◆ Work required
Copy out the material below in full, but not its images.

◆ Source records
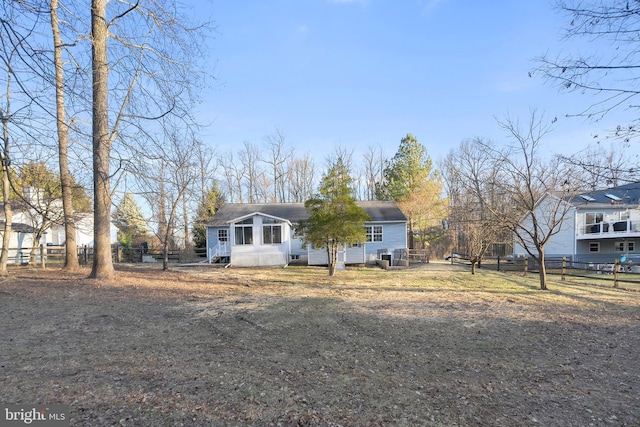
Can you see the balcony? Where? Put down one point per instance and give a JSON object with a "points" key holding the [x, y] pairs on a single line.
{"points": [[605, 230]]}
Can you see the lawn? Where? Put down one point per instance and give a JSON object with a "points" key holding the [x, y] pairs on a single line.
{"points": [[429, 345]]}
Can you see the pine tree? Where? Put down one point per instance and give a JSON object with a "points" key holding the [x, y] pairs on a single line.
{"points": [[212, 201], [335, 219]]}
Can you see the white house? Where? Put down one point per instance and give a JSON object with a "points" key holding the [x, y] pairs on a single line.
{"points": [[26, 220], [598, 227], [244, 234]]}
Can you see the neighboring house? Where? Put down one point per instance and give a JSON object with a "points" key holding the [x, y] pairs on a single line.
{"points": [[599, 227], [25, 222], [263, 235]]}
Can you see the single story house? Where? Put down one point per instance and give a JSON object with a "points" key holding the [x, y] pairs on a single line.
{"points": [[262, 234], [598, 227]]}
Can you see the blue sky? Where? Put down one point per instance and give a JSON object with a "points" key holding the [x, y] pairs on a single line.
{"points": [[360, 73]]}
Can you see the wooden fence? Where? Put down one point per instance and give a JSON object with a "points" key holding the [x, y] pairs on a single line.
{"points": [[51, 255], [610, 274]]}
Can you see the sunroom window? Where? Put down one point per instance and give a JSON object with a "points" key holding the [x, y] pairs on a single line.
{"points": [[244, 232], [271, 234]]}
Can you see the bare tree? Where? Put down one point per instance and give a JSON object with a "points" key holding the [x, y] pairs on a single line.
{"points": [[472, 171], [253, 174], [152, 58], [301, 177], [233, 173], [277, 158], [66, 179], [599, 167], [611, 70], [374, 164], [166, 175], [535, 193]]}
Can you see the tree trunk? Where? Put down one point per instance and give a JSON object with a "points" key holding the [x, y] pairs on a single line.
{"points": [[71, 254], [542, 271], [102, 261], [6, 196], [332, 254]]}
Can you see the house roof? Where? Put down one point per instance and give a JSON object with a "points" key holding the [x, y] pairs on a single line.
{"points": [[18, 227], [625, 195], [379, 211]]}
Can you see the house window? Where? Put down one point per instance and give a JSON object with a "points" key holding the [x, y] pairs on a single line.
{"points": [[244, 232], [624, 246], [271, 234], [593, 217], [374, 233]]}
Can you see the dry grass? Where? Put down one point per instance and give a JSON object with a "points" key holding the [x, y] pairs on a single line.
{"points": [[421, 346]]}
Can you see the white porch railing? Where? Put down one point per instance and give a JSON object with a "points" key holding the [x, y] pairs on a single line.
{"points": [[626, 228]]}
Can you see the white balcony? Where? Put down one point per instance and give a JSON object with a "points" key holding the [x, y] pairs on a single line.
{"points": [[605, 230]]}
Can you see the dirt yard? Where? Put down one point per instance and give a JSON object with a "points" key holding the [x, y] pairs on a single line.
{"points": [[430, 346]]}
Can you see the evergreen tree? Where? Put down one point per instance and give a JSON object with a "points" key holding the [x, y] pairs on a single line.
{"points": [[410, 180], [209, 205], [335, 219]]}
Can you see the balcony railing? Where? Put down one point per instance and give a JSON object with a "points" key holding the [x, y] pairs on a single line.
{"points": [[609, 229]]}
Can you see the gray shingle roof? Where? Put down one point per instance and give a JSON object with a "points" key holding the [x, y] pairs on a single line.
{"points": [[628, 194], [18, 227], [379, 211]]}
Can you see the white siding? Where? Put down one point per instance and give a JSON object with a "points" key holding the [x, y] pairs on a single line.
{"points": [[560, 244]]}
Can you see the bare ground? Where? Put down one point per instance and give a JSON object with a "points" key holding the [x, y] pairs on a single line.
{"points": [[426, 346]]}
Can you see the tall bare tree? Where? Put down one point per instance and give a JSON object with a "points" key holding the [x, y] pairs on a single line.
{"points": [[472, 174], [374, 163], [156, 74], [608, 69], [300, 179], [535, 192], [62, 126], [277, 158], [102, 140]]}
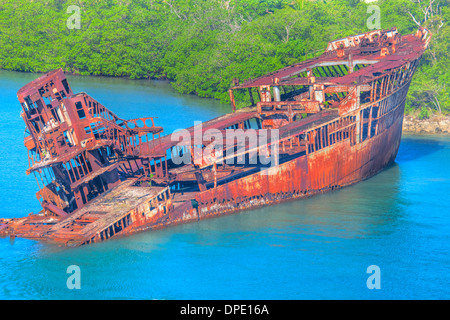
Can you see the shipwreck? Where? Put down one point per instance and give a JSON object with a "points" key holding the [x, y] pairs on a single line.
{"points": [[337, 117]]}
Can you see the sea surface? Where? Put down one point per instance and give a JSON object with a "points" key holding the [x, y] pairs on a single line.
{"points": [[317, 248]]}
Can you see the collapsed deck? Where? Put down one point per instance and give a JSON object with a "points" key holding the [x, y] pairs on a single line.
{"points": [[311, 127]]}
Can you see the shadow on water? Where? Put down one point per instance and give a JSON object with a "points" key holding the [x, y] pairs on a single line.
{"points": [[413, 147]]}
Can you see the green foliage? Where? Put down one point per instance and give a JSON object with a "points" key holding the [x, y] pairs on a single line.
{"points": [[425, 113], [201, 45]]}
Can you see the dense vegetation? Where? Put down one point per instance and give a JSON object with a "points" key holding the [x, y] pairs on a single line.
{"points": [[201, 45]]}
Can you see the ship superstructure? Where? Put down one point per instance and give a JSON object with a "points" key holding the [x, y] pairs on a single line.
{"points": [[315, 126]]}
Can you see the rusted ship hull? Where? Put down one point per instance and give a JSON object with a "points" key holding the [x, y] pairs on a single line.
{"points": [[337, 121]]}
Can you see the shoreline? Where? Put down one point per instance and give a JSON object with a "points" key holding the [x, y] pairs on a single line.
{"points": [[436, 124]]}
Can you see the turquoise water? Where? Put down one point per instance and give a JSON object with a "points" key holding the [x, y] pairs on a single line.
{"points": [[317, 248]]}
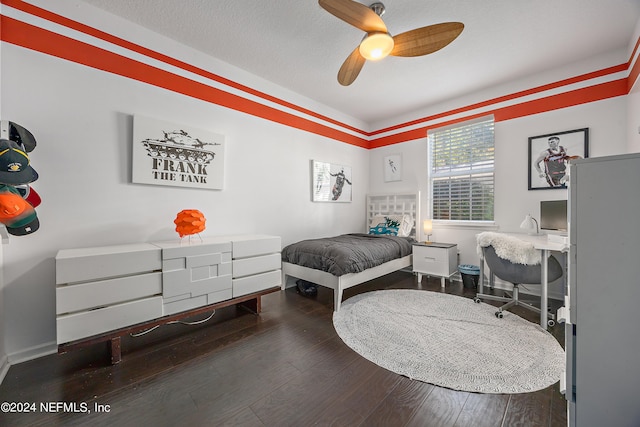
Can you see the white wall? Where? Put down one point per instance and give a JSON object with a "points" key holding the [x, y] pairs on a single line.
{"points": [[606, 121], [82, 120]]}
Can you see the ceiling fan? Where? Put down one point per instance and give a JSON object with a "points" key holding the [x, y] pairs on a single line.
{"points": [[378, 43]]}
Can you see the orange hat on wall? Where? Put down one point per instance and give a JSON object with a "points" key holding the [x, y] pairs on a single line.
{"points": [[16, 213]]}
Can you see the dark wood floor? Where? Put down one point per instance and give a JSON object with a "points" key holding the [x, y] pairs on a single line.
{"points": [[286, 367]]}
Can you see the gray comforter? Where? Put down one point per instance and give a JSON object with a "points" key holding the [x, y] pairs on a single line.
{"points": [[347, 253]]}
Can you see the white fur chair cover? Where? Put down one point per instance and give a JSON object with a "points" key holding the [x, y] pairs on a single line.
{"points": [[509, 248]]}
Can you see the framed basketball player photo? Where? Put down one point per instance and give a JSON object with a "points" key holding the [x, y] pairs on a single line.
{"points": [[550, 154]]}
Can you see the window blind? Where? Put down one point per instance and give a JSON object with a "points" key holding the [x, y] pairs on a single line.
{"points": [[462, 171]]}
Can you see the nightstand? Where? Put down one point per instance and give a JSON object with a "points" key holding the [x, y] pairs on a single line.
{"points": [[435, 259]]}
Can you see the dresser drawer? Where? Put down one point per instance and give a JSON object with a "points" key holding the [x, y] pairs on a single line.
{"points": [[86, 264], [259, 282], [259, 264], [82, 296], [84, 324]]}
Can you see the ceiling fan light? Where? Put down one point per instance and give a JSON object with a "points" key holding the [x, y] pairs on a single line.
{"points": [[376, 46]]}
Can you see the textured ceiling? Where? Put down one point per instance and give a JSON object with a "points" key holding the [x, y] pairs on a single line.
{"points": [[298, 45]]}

◆ Written response
Can you see the balcony? Where? Put down one point per instance and give a JSON object with a "points" key holding the [x, y] pairs on a single line.
{"points": [[605, 230]]}
Can you see the lawn? Where? Put down one point per instance and give a JSON object with a "points" key holding the [x, y] pairs on a single line.
{"points": [[429, 345]]}
Can you see the pine tree? Where? Put down one point per instance and give a JSON object with a "points" key holding the [x, y] pairs on a single line.
{"points": [[212, 201], [335, 219]]}
Can you see the white house? Where? Put down one point per instance and give a JSON object with a "points" key holding the [x, y] pairs on a single line.
{"points": [[26, 220], [598, 227], [244, 234]]}
Can you see the neighboring house? Where? Put down one point per instance and give a JSON object with a "points" key holding the [x, y] pairs on a single line.
{"points": [[599, 227], [25, 222], [263, 235]]}
Can you see the single story house? Where? Put down one point per instance and give a JSON object with a "points" key holding the [x, y] pairs on a single line.
{"points": [[262, 234], [598, 227]]}
Can you see the blue sky? Where? Put down one point per instance and give a JSON object with a "points" key holding the [x, y] pairs on a single line.
{"points": [[360, 73]]}
Can you see the wooden fence? Where? Put down one point per instance and give a JSON object with a "points" key holding the [x, y] pairs on a single line.
{"points": [[51, 255], [610, 274]]}
Can you see the sunroom window? Where? Put down one point per instance and give a JSON object with a "points" key holding the [x, y] pairs on a single line.
{"points": [[244, 232], [271, 234]]}
Can you see the bare tree? Where? Put down one point per instance and give a JSON object with a "points" key holding the [x, y] pairs on a single line.
{"points": [[472, 171], [253, 174], [152, 58], [301, 177], [233, 173], [277, 158], [66, 179], [599, 167], [611, 70], [374, 164], [166, 175], [535, 193]]}
Can you see the tree trunk? Where? Put down one point per instance and give a JSON object with a "points" key holding the [x, y] pairs on a single line.
{"points": [[71, 254], [542, 271], [102, 261], [6, 196], [332, 254]]}
Can you see the house roof? Where? Put down one point per instance and give a JSON object with a "points" key holding the [x, y] pairs on a single line.
{"points": [[18, 227], [625, 195], [379, 211]]}
Can you see the house window? Where? Put down one point per instance and give a JSON object with a "points" key holding the [x, y] pairs on a single line.
{"points": [[244, 232], [624, 246], [271, 234], [593, 217], [374, 233]]}
Can you see the dry grass? Where? Put down one point per instance and give a JSON object with a "points" key holding the [x, y] pairs on a single line.
{"points": [[421, 346]]}
Can you see the white porch railing? Where? Put down one point per instance and give a JSON object with a "points" key holding the [x, y] pairs on a single line.
{"points": [[626, 228]]}
Can you see the white balcony? Where? Put down one point per instance and give a JSON object with a "points" key holding the [x, y] pairs on a single line.
{"points": [[605, 230]]}
Can you see the dirt yard? Where? Put down one point per instance and give a JSON object with a "points" key holding the [x, y] pairs on a single line.
{"points": [[430, 346]]}
Can you see the evergreen tree? Where? Put down one point per instance and give a JSON object with a "points" key holding the [x, y] pairs on a single line.
{"points": [[410, 180], [209, 205], [335, 219]]}
Can you see the balcony railing? Where? Put down one point per instance and give a JSON object with a "points" key holding the [x, y] pairs on a single line.
{"points": [[609, 229]]}
Can you see the gray shingle roof? Where? Put down one point per instance and give a JSON object with a "points" key holding the [x, y] pairs on a single line.
{"points": [[628, 194], [18, 227], [379, 211]]}
Can you see the white siding? Where? Put down one point per instance and give a JSON object with a "points" key holding the [x, y] pairs on a single line.
{"points": [[560, 244]]}
Can you see the bare ground? Where? Put down one point per instance and give a JSON object with a "points" key holding the [x, y] pairs on a single line.
{"points": [[426, 346]]}
Can you see the tall bare tree? Where? Put down one point per instance and give a JSON object with a "points" key holding the [x, y] pairs on a single line.
{"points": [[472, 174], [374, 163], [156, 74], [608, 69], [300, 179], [535, 192], [62, 126], [277, 158], [102, 140]]}
Can you see the shipwreck? Where? Put down one point per instance and give a JSON object with a "points" key holding the [x, y] pairs on a single line.
{"points": [[337, 117]]}
Can you see the sea surface? Where? Put down one point per instance and give a JSON object with a "points" key holding the [x, y] pairs on a single line.
{"points": [[317, 248]]}
Can you see the collapsed deck? Where? Put down one point per instance and give a JSON object with a "points" key holding the [x, y] pairs on a single line.
{"points": [[311, 127]]}
Can you see the shadow on water? Where? Put down one point per instance and give a JSON object with a "points" key holding the [x, y] pairs on a single line.
{"points": [[413, 147]]}
Can you see the green foliage? Where? Put down one point per instance and give a JSON object with a "points" key holding the [x, y] pairs on a single line.
{"points": [[425, 113], [201, 45]]}
Can you see the dense vegetation? Where? Put down one point per instance and give a JSON object with a "points" key holding the [x, y] pairs on a single line.
{"points": [[201, 45]]}
Can you see the ship superstructure? Where? Put down one point per instance and give a JSON object with a "points" key holding the [x, y] pairs on a single line.
{"points": [[315, 126]]}
Can you see the rusted ship hull? Where? Put down one point per instance and give a JSON object with a "points" key holding the [x, y] pairs on a single line.
{"points": [[337, 121]]}
Can you see the shoreline? Where? Put down one point per instance and give a JSON object with a "points" key holding the [x, y] pairs on a single line.
{"points": [[436, 124]]}
Can you see the turquoise water? Where? Put down one point per instance and give a JSON object with a "points" key holding the [x, y] pairs on a single line.
{"points": [[317, 248]]}
Can you see the white wall? Where? Put down one point per instance and give a JSON object with a "points" key holding the [x, y] pairs on a single line.
{"points": [[606, 121], [82, 120]]}
Can you see the ceiling fan? Where? Put down one point per instance and give a JSON object with a "points" key holding the [x, y] pairs on a single line.
{"points": [[378, 43]]}
Can you see the orange hat on wall? Where? Put down one point per instance and give a JSON object with a "points" key holding the [x, y] pairs on a single line.
{"points": [[16, 213]]}
Can you see the dark wood floor? Where? Put down one point per instance and give a JSON object with a "points" key holding the [x, y] pairs on a single line.
{"points": [[286, 367]]}
Can you see the gray comforter? Where? Put down one point per instance and give a JSON object with a "points" key holding the [x, y] pairs on a single line.
{"points": [[347, 253]]}
Can you see the white fur chair cover? Where? Put down one point per instance and give a JSON object with a "points" key holding the [x, y] pairs on a single line.
{"points": [[509, 248]]}
Can you see the framed basketball player photo? Where? Put down one point per instance and give a JSON object with a "points" key holding the [x, y] pairs on a single line.
{"points": [[550, 154]]}
Can you see the window blind? Where? Put down one point per instance and give a JSON object with a "points" key holding the [x, y] pairs on a single line.
{"points": [[462, 171]]}
Can you see the nightstand? Where? Put down one point per instance and give a JSON object with a "points" key holding the [x, y] pairs on a single line.
{"points": [[435, 259]]}
Can you see the dresser drawer? Where? Put down one point per instance and give a JSON object with a "points" key holding the [x, y] pairs on a single line.
{"points": [[86, 264], [259, 282], [259, 264], [82, 296], [84, 324]]}
Can you see the ceiling fan light? Where? Put down one point per instance and give a JSON object with a "points" key holding the [x, y] pairs on a single line.
{"points": [[376, 46]]}
Can you see the textured ceiling? Where? Put down one point per instance and give a JSON object with a "points" key holding the [x, y] pairs on a single line.
{"points": [[298, 45]]}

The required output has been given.